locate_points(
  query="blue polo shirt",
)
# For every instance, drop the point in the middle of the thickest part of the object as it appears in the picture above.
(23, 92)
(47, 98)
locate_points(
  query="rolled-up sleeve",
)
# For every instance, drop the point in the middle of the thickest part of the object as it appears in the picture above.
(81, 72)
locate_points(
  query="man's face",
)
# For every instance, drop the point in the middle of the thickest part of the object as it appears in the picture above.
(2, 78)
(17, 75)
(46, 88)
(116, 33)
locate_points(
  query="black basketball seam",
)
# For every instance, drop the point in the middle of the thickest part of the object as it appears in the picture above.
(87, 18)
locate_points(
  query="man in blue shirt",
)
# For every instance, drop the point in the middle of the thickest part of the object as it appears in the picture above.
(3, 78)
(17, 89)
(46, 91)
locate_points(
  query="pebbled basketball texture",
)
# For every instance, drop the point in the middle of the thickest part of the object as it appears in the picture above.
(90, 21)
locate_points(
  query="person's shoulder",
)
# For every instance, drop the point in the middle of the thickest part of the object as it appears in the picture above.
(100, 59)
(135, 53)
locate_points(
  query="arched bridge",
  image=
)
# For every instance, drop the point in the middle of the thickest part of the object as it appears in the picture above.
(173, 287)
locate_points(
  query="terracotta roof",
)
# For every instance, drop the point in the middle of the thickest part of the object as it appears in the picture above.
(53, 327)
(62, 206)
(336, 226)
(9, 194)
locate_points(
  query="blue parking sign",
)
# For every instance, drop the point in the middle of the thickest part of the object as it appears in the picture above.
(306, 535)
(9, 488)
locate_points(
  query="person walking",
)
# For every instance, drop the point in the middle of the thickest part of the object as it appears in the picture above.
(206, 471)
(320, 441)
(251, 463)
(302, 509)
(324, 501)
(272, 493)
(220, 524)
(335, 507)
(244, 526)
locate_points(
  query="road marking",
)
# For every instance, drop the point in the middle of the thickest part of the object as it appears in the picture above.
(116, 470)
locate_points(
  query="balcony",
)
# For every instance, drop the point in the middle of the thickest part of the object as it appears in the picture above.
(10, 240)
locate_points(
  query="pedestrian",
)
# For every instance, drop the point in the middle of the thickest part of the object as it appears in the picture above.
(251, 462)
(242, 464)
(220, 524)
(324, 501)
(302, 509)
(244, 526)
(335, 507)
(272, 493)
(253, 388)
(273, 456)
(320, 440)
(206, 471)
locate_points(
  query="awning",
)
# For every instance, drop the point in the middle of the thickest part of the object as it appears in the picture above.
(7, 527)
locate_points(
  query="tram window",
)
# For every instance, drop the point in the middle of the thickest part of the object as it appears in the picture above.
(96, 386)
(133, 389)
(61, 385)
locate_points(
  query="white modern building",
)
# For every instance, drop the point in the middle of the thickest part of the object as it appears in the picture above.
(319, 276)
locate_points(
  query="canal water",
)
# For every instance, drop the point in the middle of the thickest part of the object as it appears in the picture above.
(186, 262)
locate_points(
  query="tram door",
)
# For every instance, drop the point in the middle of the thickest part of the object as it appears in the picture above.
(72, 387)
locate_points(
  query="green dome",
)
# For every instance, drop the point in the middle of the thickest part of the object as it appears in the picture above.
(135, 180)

■ **What this task involves**: Go through the data and return every record exactly.

■ **Answer to the exercise**:
locate_points(
  query="blue polo shirt",
)
# For every instance, drop the point in the middle of the thickest part of the object as it appears in the picture above.
(23, 92)
(47, 98)
locate_points(
  query="rolled-up sleeve",
)
# For every instance, drop the point in the middle of the thickest part of the object as it appears in the picture above.
(81, 72)
locate_points(
  query="man's face",
)
# For every instance, drop the point in the middle of the thickest part of the object as it appears in the picture above.
(2, 78)
(17, 75)
(46, 88)
(116, 33)
locate_points(
  query="black basketball seam",
)
# For every instance, drop the point in the middle of the thickest part of the object as it appears in the picture above.
(87, 18)
locate_points(
  query="man in blue shirt",
)
# For every instance, drop the point in the middle of the thickest part of the object as it appears in the picture above.
(3, 78)
(17, 89)
(46, 91)
locate_points(
  query="pebbled basketball texture",
)
# For every instance, drop the point in the middle of the thickest part of the object as it appears in the picture above.
(90, 21)
locate_points(
  query="person's shoulder",
)
# For every instance, drop the point in the middle of the thickest part of the object as it appears in the picture above.
(100, 59)
(135, 53)
locate_points(
  query="arched bridge",
  image=
)
# For every instance, drop the point in the middle of the thickest part of the object as it appears in the picture above.
(173, 287)
locate_points(
  query="terracotta roof",
)
# For every instance, drop the point in the middle of the thickest part of the object as it appears in the picture above.
(53, 327)
(62, 206)
(336, 226)
(9, 194)
locate_points(
  query="blue parking sign",
)
# For every instance, drop the point in the middle of the thickest part of the object as it appears in the picture above.
(306, 535)
(9, 488)
locate_points(
  query="person walking",
)
# For every instance, drop the point in the middle of the thickest part of the object as it appears in the picture above.
(206, 471)
(320, 441)
(251, 463)
(302, 509)
(324, 501)
(272, 493)
(220, 524)
(335, 507)
(244, 526)
locate_points(
  query="road marking",
)
# For every instance, drop the point in the middle of the thickest part of the object as it appears in the picture above.
(116, 470)
locate_points(
  query="balcony",
)
# For every instance, drop the point in the middle of the thickest part of the object as it appears in the picture above.
(10, 240)
locate_points(
  query="pedestrian",
)
# For every instance, drop the point in the middle of the thickest part of the object as it appears in the picture above.
(251, 462)
(242, 464)
(220, 524)
(324, 501)
(302, 509)
(244, 526)
(335, 507)
(272, 493)
(253, 388)
(273, 456)
(320, 440)
(206, 471)
locate_points(
  query="awning",
)
# For every instance, drop the point in the middle of the thickest part of the object as it appears in the picture above.
(7, 527)
locate_points(
  query="tram window",
)
# For every instance, drop the point in the middle of the thickest part of the object as it appears in the picture above.
(96, 386)
(133, 389)
(61, 385)
locate_points(
  query="white modern building",
)
# For every instance, drop the point in the middle of the thickest part of the object as it appears in the picture above.
(319, 276)
locate_points(
  query="canal water",
)
# For every instance, drop the point in the middle of the thickest part of the object as it appears in the picture above.
(186, 262)
locate_points(
  query="tram door",
)
# For every instance, drop the point in the middle of the thickest part of the object as it appears in the picture above.
(72, 387)
locate_points(
  query="green dome",
)
# For every instance, drop the point in the middle of the thickest part of the object as it appears in the picture above.
(135, 180)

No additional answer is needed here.